Christmas and New Year’s Eve in South Africa, Mozambique and Swaziland

It has been exactly three months since my plane landed in Bloemfontein. As of now (and if I don’t manage to land another job or decide to renew my contract in Maseru – something I still haven’t fully decided yet), half of my time here is over. However, at this point, I really cannot imagine going back to Germany or even Europe (at least not for longer than a short visit), so hopefully, I’ll find a way to extend my stay.

I didn’t spend much time in Lesotho these past few weeks. At the beginning of December, I went to Durban with my colleagues for a couple of days. The time we spent there was really, really nice and I was positively surprised by the city after hearing so many bad stories about it beforehand. We attended a couple of workshops, went to the beach and shopping, etc. I really enjoyed getting to know my colleagues a bit better and I can honestly say that I like them all a lot and I get along well with everyone. Nonetheless, I noticed some bigger cultural differences between Germans and Basotho and ended up having my first real culture shock. The language barrier was one of the biggest obstacles. My colleagues are all Basotho and were hence mainly speaking Sesotho with one another, which left me feeling a little left out. Eventually though, I managed to accept some things and just made my peace with it. However, Durban is definitely more dangerous than Maseru and there were some new boundaries for me. For instance, I was told not to go for runs on my own (or only as far as the hostel’s security guard could still see me) or not to use my phone on the street. At first, I thought people were heavily exaggerating when they told me the latter. After all it was bright daylight and there were lots of people on the street. Thankfully, they convinced me to go inside a restaurant to finish my conversation as literally two minutes later, I heard someone scream and witnessed a woman being mugged a few meters away. Unfortunately that is also why I didn’t take any photos of Durban as I didn’t feel comfortable walking the streets with my camera.

☆ ☆ ☆

EXERCISE INSTRUCTIONS:
#1 From the travel post, return the passage from "It has been" to "extend my stay.".
#2 Name every place mentioned in the two paragraphs of the travel post that follow its title.
#3 Answer these questions about the travel post:
(a) How long has it been since the writer's plane landed in Bloemfontein?
(b) What language did the writer's colleagues mainly speak with one another?
(c) What did the writer witness about two minutes after going inside the restaurant?

PROVIDED DATA:

☆ ☆ ☆

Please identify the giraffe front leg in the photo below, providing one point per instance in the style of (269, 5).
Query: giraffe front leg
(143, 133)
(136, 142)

☆ ☆ ☆

THE RESPONSES:
#1
It has been exactly three months since my plane landed in Bloemfontein. As of now (and if I don’t manage to land another job or decide to renew my contract in Maseru – something I still haven’t fully decided yet), half of my time here is over. However, at this point, I really cannot imagine going back to Germany or even Europe (at least not for longer than a short visit), so hopefully, I’ll find a way to extend my stay.

#2 Bloemfontein, Maseru, Germany, Europe, Lesotho, Durban

#3
(a) Exactly three months.
(b) Sesotho.
(c) A woman being mugged a few meters away.